Emblematic of an oil-rich nation burdened with the “resource curse,” Nigeria suffers under a history of rampant corruption and vast inequality in distribution of wealth. As armed conflict, ethnic tensions and social isolation haunt the region, the most dominant killer in Nigeria is malaria.
Malaria is a serious health risk throughout southern Africa, nowhere more so than in Nigeria. In 2010, more people died of the disease than in any other country. With some 300,000 fatalities every year, Nigeria was ground-zero for the global effort to halt and reverse the incidence of malaria by 2015, as defined in the United Nations Millennium Development Goals (MDGs) set in place in 2000.
With the target year for the MDGs unfolding, the progress made over the past 15 years points to success in many key areas, including a 42 percent reduction in global mortality rates from the disease between 2000 and 2012. In Africa, mortality rates from Malaria decreased 49 percent over the same period. But even with large "interventions" from global aid organizations. making headway against the disease remained slow in the beginning, especially in sub-Saharan Africa.
"Having nets 'in place' and having nets 'used' are two different indicators of success,” wrote Bill Brieger of Johns Hopkins University in his blog Malaria Matters in 2010. "A major weakness of past public health programming has been providing people with technologically sound and useful interventions without taking into full account the social, cultural and behavioral factors that influence acceptance and use of the interventions."
"There wasn't attention paid to how to change people's behavior around using them," says Goldman. "They could be [used as] fishing nets or bridal gowns or, because they’re given away for free, considered worthless. Beyond that there was [a perception of] nefarious intentions behind the distribution. So, a lot of suspicion because something comes and is just dropped on a community.”

# Records supplied
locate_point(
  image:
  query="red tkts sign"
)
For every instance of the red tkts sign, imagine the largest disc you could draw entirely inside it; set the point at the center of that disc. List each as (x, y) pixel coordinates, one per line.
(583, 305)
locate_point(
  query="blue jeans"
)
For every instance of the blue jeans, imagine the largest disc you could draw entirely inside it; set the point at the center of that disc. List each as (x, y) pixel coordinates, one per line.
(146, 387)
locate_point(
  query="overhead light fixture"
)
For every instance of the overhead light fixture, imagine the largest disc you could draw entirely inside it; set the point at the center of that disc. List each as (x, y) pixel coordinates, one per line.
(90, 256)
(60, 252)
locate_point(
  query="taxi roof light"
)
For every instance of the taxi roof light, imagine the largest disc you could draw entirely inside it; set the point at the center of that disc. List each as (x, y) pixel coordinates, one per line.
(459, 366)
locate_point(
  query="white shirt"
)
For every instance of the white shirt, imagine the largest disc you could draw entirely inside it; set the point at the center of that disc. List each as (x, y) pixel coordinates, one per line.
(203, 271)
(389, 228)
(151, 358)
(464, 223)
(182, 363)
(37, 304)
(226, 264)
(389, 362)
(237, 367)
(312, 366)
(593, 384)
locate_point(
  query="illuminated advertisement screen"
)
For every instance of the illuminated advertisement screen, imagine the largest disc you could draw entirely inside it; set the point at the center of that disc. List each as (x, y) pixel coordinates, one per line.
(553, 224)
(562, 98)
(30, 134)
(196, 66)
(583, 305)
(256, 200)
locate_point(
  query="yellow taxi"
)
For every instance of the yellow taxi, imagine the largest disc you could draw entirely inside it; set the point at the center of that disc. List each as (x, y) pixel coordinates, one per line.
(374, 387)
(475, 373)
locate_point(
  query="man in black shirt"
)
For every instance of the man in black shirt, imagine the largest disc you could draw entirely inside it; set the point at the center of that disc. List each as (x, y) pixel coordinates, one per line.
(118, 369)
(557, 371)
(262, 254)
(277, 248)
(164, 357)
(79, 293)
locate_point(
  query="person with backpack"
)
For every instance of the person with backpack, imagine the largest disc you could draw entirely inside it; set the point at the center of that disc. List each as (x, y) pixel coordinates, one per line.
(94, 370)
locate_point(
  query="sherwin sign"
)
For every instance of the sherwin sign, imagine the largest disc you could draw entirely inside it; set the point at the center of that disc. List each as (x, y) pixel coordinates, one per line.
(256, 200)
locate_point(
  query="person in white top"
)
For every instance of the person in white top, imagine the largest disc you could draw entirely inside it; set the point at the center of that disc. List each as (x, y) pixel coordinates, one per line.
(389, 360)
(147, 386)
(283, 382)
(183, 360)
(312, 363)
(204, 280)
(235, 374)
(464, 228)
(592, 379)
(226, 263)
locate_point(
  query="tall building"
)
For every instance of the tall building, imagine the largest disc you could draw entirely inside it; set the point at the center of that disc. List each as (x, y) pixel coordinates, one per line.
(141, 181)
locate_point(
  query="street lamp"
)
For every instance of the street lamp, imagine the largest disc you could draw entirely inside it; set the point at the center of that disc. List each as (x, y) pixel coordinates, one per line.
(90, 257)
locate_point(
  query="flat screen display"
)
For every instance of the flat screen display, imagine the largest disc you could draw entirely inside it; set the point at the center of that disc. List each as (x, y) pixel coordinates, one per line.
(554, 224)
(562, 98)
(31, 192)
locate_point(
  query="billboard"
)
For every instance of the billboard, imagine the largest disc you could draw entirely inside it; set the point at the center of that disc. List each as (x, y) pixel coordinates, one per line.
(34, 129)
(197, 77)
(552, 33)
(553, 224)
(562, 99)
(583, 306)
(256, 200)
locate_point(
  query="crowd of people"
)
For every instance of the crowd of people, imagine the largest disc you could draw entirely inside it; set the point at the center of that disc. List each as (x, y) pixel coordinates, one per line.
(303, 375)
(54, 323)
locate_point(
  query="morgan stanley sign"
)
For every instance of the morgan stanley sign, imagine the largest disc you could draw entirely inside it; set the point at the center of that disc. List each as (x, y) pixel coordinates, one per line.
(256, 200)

# Complete the following
[1] Which years does the malaria excerpt mention? List each distinct year once, in chronological order.
[2] Turn the paragraph of the malaria excerpt that begins "With the target year for the MDGs" into a short bulleted list that keeps its main facts.
[3] Give everything in the malaria excerpt from "Emblematic of an" down to "place in 2000." again, replacing "Nigeria" with "the Federal Republic of Nigeria".

# Your responses
[1] 2000, 2010, 2012, 2015

[2]
- As the MDG target year arrived, 15 years of progress pointed to success in many key areas.
- Global malaria mortality rates fell 42 percent between 2000 and 2012.
- In Africa, malaria mortality rates fell 49 percent over the same period.
- Even with large "interventions" from global aid organizations, progress against the disease was slow at first, especially in sub-Saharan Africa.

[3]
Emblematic of an oil-rich nation burdened with the “resource curse,” the Federal Republic of Nigeria suffers under a history of rampant corruption and vast inequality in distribution of wealth. As armed conflict, ethnic tensions and social isolation haunt the region, the most dominant killer in the Federal Republic of Nigeria is malaria.
Malaria is a serious health risk throughout southern Africa, nowhere more so than in the Federal Republic of Nigeria. In 2010, more people died of the disease than in any other country. With some 300,000 fatalities every year, the Federal Republic of Nigeria was ground-zero for the global effort to halt and reverse the incidence of malaria by 2015, as defined in the United Nations Millennium Development Goals (MDGs) set in place in 2000.